> [Tareas]
**A.** En el fragmento sobre la Poética de Aristóteles, ¿qué nacionalidad se atribuye al investigador John Sellar?
**B.** Prosigue el fragmento sobre la Poética de Aristóteles a partir de su última oración.

> [Fragmento para leer]

+ + + +

El filósofo alemán Theodor W. Adorno se planteó una vez la muy polémica cuestión sobre si era posible la creación poética después del Holocausto. “Después de Auschwitz no se puede escribir poesía”, sostuvo.

¿Será posible leer la Poética después de Gaza? En este punto, quizá convenga citar al investigador británico John Sellar, para quien “Aristóteles no es simplemente el filósofo antiguo más importante, ni simplemente el filósofo más importante de todos los tiempos; Aristóteles es el ser humano más importante que haya vivido jamás”.

Aristóteles, sí, cuya poesía se perdió en el tiempo, acaso como se extravió también la risueña segunda parte de su Poética. «Este griego —escribe Borges en “La busca de Averroes”—, manantial de toda filosofía, había sido otorgado a los hombres para enseñarles todo lo que se puede saber». Así, se ocupó del innombrado «arte que imita tan solo por medio del lenguaje». A diferencia de Platón, reconoció la técnica del poeta. Sostuvo que «la obra propia del poeta no es tanto narrar las cosas que realmente han sucedido, sino narrar las cosas que podrían suceder, ya que las cosas son posibles según la verosimilitud o la necesidad».

+ + + +

> [Datos sin procesar]

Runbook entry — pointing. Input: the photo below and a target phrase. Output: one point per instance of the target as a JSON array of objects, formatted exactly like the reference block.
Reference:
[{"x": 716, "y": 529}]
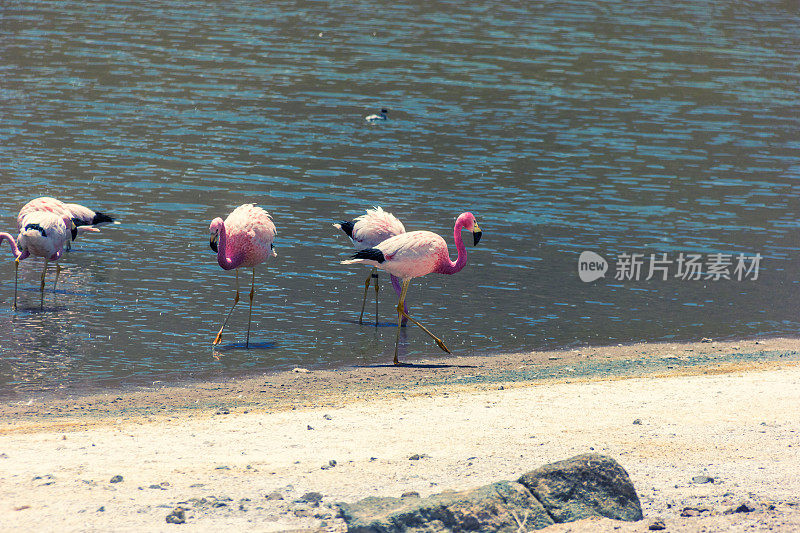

+ + + +

> [Respuestas del ejercicio]
**A.** Británica.

**B.**
El poeta, desde esta nueva perspectiva, es percibido como un auténtico creador, un artesano de fábulas y un hacedor de versos. Aristóteles no concibe la mímesis poética como la sombra de una sombra, sino como un arte fundado en el lenguaje que, en lugar de reproducir pasivamente la realidad del mundo, la recrea y universaliza de acuerdo con una nueva dimensión de lo posible y lo verosímil; una nueva dimensión, podría declararse ahora, simbólica, fantástica, ficcional. Borges no dudaría en llamarla «alegórica». Como hace en el ensayo «De las alegorías a las novelas», contenido en el volumen Otras inquisiciones (1952), donde de paso recuerda la célebre observación de Coleridge, según la cual «todos los hombres nacen aristotélicos o platónicos».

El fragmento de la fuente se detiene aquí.